Up to and including the line that contains "657L549 662L557 658L578", return every line from the start of the data, unchanged.

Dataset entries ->
***
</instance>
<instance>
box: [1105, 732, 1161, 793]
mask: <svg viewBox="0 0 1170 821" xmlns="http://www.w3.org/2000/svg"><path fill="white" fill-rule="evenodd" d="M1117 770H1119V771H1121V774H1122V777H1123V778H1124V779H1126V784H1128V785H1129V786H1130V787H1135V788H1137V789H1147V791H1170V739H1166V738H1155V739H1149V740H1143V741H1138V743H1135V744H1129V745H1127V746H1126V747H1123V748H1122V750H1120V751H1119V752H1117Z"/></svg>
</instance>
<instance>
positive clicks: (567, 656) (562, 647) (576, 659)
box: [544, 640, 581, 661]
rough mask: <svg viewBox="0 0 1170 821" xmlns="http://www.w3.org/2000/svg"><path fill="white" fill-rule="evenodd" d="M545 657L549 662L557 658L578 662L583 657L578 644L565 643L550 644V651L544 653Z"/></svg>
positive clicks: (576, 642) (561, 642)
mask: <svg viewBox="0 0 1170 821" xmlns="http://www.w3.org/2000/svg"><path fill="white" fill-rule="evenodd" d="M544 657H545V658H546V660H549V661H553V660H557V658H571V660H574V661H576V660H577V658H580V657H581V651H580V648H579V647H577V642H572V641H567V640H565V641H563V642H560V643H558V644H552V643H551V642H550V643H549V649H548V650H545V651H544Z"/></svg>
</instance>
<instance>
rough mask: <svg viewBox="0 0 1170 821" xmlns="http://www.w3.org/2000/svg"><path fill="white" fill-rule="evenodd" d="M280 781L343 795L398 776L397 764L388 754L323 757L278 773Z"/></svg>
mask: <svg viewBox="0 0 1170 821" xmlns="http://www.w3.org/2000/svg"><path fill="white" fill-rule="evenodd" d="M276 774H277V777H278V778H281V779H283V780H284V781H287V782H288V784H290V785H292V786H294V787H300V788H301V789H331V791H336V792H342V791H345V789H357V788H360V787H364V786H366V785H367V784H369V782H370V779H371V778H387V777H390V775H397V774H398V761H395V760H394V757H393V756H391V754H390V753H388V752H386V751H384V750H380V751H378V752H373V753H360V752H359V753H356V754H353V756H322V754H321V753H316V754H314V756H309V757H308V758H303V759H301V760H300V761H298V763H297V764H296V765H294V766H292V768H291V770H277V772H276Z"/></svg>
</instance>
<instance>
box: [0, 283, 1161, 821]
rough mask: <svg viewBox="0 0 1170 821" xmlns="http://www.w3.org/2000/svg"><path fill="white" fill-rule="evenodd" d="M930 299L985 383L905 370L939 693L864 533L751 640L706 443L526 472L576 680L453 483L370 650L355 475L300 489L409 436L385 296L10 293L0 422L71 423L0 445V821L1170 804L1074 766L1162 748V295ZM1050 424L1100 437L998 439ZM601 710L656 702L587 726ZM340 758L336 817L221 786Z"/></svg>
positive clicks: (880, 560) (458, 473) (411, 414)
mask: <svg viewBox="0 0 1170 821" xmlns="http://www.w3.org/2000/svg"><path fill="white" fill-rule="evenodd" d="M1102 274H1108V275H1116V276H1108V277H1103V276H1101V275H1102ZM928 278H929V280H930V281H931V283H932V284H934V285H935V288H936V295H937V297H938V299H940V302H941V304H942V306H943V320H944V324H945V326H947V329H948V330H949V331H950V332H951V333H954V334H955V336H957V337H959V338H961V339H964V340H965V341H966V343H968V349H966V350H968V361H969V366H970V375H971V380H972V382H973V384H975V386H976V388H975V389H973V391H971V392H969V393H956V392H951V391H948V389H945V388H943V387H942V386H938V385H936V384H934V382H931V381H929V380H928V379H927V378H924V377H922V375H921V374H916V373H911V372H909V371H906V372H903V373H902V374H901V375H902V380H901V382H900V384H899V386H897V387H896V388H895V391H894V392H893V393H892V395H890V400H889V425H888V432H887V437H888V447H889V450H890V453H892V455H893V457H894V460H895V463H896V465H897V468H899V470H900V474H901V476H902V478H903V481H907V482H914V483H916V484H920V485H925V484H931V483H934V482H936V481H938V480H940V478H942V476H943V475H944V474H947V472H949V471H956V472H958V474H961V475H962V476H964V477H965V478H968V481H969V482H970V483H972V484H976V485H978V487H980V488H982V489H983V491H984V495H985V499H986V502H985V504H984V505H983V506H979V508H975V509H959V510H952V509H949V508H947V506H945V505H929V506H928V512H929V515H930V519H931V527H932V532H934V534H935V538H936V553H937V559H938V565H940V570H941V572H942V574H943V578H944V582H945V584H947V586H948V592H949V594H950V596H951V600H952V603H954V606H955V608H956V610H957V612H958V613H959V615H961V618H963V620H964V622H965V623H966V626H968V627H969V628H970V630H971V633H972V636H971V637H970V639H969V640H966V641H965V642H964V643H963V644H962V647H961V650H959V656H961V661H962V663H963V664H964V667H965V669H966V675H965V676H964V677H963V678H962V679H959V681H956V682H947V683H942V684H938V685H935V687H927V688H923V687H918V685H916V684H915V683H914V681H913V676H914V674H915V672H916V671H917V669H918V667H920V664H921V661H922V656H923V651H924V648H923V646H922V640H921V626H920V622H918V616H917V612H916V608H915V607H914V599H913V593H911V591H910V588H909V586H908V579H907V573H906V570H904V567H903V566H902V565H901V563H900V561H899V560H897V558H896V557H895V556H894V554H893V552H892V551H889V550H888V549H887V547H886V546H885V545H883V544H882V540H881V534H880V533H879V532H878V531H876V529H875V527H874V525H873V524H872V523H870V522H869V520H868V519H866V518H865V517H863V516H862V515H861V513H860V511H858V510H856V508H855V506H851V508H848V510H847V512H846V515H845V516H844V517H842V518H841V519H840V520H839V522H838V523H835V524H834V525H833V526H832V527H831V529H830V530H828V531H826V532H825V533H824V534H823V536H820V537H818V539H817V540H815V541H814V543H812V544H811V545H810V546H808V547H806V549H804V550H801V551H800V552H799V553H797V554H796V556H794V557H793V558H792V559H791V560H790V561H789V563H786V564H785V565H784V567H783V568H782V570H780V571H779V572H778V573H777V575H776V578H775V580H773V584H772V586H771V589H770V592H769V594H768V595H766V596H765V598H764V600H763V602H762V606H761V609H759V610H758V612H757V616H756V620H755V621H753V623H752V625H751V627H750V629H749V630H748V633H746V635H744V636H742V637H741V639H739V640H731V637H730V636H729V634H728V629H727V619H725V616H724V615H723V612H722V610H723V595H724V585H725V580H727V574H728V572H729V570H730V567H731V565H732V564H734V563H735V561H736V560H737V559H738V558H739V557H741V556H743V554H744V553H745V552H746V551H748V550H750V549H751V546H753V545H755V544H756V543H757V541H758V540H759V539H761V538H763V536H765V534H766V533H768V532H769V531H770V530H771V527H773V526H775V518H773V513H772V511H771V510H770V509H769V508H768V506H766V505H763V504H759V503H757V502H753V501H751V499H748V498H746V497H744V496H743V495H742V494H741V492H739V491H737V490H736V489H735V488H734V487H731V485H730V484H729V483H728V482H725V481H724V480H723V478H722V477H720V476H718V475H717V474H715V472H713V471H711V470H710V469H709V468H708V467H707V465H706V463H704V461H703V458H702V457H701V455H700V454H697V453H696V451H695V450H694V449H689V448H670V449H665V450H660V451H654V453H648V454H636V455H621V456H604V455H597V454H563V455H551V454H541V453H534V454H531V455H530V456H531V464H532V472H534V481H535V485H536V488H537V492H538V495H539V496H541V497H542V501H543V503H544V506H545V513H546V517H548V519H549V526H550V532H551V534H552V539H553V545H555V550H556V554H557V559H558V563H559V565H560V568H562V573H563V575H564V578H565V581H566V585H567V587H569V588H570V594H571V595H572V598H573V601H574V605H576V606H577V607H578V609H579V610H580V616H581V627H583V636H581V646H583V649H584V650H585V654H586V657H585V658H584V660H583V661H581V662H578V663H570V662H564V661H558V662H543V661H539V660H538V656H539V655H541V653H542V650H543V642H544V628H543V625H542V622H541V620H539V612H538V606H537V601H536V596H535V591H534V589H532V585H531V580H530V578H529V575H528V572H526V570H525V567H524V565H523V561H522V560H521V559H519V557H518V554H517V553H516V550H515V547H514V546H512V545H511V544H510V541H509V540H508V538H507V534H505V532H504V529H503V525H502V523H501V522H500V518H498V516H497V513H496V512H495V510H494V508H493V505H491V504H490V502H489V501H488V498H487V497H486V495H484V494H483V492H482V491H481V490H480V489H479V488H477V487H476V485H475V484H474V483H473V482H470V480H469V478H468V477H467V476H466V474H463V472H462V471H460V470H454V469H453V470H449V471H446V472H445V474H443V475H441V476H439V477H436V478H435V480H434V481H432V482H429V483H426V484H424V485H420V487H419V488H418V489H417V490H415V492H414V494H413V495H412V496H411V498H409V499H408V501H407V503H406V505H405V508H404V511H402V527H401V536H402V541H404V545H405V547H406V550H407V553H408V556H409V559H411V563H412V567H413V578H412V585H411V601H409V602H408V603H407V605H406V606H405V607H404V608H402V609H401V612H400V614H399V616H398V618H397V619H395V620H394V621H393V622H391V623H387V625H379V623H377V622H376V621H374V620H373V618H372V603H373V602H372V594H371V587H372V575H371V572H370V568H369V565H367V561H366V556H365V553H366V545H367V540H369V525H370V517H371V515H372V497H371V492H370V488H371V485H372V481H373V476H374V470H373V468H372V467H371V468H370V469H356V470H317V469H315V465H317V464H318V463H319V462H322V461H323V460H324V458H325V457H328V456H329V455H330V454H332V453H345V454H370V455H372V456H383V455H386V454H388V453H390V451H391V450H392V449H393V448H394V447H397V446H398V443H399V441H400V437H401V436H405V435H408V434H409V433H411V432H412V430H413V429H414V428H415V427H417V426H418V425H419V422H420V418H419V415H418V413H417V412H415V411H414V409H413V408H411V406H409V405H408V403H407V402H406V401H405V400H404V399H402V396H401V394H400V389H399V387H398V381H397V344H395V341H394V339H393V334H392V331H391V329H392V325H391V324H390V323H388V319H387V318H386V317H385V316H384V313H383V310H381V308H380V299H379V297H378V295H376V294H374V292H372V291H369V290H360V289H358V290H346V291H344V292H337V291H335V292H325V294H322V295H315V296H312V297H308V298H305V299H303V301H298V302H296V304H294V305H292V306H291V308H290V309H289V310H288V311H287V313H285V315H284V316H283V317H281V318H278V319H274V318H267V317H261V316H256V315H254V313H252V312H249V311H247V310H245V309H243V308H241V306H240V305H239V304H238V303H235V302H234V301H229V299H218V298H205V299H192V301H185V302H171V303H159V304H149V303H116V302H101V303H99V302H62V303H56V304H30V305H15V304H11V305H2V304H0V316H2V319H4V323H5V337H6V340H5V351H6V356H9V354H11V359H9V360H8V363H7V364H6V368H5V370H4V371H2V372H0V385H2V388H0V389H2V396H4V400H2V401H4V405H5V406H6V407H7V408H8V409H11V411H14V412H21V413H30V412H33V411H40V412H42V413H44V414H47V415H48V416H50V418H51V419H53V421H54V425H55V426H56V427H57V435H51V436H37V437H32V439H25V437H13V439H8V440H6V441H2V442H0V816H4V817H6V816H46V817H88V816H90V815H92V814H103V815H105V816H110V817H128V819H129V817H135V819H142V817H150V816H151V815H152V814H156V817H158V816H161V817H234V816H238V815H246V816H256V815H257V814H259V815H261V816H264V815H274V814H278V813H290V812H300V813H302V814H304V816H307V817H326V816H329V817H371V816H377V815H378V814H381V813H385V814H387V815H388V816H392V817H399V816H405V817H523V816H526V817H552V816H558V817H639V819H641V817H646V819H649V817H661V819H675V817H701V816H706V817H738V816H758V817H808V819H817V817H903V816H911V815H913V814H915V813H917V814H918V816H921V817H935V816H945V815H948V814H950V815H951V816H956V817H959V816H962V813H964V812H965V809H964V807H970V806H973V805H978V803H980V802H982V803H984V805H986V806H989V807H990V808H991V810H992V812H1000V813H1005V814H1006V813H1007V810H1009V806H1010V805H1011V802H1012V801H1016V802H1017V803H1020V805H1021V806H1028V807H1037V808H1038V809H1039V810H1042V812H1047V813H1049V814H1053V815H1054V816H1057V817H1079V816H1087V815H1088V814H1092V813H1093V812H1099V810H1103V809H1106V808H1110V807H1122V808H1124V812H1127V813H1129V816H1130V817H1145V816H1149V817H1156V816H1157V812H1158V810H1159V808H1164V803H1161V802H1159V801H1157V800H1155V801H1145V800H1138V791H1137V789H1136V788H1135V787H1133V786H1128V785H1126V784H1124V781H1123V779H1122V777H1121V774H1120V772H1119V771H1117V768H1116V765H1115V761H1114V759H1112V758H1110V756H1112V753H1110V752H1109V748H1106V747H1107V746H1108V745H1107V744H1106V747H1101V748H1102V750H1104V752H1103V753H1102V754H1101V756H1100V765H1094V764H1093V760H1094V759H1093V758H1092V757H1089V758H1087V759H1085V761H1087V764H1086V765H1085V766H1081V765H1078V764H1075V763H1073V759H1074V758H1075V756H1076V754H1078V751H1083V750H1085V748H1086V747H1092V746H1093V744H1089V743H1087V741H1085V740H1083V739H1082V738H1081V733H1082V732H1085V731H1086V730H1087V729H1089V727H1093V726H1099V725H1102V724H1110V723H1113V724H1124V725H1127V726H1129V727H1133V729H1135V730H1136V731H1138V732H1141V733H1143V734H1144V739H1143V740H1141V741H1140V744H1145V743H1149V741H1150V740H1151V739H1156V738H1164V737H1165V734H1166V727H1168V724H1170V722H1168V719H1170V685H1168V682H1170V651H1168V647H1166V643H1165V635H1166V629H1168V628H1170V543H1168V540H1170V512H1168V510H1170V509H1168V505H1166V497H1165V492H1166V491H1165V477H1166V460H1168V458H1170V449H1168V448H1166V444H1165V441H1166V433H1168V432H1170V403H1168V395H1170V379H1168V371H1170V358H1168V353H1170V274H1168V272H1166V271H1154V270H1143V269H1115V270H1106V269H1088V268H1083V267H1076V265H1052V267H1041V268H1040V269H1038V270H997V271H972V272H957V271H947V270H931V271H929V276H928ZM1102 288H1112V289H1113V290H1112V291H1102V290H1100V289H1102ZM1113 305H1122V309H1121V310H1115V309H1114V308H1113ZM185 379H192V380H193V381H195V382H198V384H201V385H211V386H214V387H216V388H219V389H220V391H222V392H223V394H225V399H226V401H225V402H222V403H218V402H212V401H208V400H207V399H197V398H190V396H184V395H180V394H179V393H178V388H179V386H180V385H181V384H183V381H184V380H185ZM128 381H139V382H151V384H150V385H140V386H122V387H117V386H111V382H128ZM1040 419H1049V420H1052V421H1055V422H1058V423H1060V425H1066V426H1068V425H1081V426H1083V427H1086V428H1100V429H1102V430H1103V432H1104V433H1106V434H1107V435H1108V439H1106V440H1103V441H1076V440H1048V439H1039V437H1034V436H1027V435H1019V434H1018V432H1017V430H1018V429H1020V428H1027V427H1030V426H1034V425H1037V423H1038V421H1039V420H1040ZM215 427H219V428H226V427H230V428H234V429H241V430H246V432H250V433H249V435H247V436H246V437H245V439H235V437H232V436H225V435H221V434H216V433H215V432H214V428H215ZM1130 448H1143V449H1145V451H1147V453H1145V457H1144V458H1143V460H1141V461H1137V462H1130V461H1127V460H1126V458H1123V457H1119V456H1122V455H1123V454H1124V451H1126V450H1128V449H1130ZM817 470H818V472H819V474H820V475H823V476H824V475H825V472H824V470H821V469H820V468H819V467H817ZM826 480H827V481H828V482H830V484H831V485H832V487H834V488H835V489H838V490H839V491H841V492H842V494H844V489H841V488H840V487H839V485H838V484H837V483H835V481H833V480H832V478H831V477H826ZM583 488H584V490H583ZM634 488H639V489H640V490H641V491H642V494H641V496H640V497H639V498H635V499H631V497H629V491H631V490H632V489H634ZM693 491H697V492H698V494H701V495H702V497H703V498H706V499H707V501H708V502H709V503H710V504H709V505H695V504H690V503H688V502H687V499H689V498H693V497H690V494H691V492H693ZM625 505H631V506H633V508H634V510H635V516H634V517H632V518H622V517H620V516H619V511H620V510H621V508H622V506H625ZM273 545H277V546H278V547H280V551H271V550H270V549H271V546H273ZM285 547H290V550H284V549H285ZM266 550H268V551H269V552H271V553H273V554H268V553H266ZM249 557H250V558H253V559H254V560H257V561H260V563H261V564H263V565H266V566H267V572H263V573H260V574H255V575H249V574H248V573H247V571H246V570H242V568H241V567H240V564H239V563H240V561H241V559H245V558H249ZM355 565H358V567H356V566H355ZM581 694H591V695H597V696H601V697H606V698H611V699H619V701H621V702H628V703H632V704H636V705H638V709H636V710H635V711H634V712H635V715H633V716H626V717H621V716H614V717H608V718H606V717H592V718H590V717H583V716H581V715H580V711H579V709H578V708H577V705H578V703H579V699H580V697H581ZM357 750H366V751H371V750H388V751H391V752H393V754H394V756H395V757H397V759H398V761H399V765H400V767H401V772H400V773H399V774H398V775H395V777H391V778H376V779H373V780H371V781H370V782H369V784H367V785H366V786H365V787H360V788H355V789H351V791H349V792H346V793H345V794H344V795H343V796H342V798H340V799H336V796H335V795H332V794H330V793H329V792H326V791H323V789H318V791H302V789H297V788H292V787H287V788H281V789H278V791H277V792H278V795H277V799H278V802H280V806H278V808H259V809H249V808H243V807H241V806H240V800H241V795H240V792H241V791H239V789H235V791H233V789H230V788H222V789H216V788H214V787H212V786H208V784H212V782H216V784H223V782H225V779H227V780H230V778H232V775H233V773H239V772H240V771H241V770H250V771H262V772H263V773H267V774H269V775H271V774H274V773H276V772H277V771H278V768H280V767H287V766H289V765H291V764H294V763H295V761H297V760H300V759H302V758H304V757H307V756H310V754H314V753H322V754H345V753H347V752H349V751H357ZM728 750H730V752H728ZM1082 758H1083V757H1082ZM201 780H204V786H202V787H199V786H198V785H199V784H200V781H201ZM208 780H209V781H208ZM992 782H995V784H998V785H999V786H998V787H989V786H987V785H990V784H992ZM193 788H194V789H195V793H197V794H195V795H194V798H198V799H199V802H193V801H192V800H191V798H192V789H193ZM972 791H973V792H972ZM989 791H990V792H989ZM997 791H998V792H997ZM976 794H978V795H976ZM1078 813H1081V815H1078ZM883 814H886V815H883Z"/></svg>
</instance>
***
Reply ->
</instance>
<instance>
box: [1105, 732, 1161, 793]
mask: <svg viewBox="0 0 1170 821" xmlns="http://www.w3.org/2000/svg"><path fill="white" fill-rule="evenodd" d="M1117 770H1119V771H1121V774H1122V777H1123V778H1124V779H1126V784H1128V785H1129V786H1130V787H1135V788H1137V789H1147V791H1170V739H1166V738H1155V739H1149V740H1143V741H1138V743H1135V744H1129V745H1127V746H1126V747H1123V748H1122V750H1120V751H1119V752H1117Z"/></svg>
</instance>
<instance>
positive clicks: (567, 656) (562, 647) (576, 659)
box: [544, 640, 581, 661]
rough mask: <svg viewBox="0 0 1170 821" xmlns="http://www.w3.org/2000/svg"><path fill="white" fill-rule="evenodd" d="M545 657L549 662L557 658L578 662L583 657L578 644L565 643L550 644V651L544 653Z"/></svg>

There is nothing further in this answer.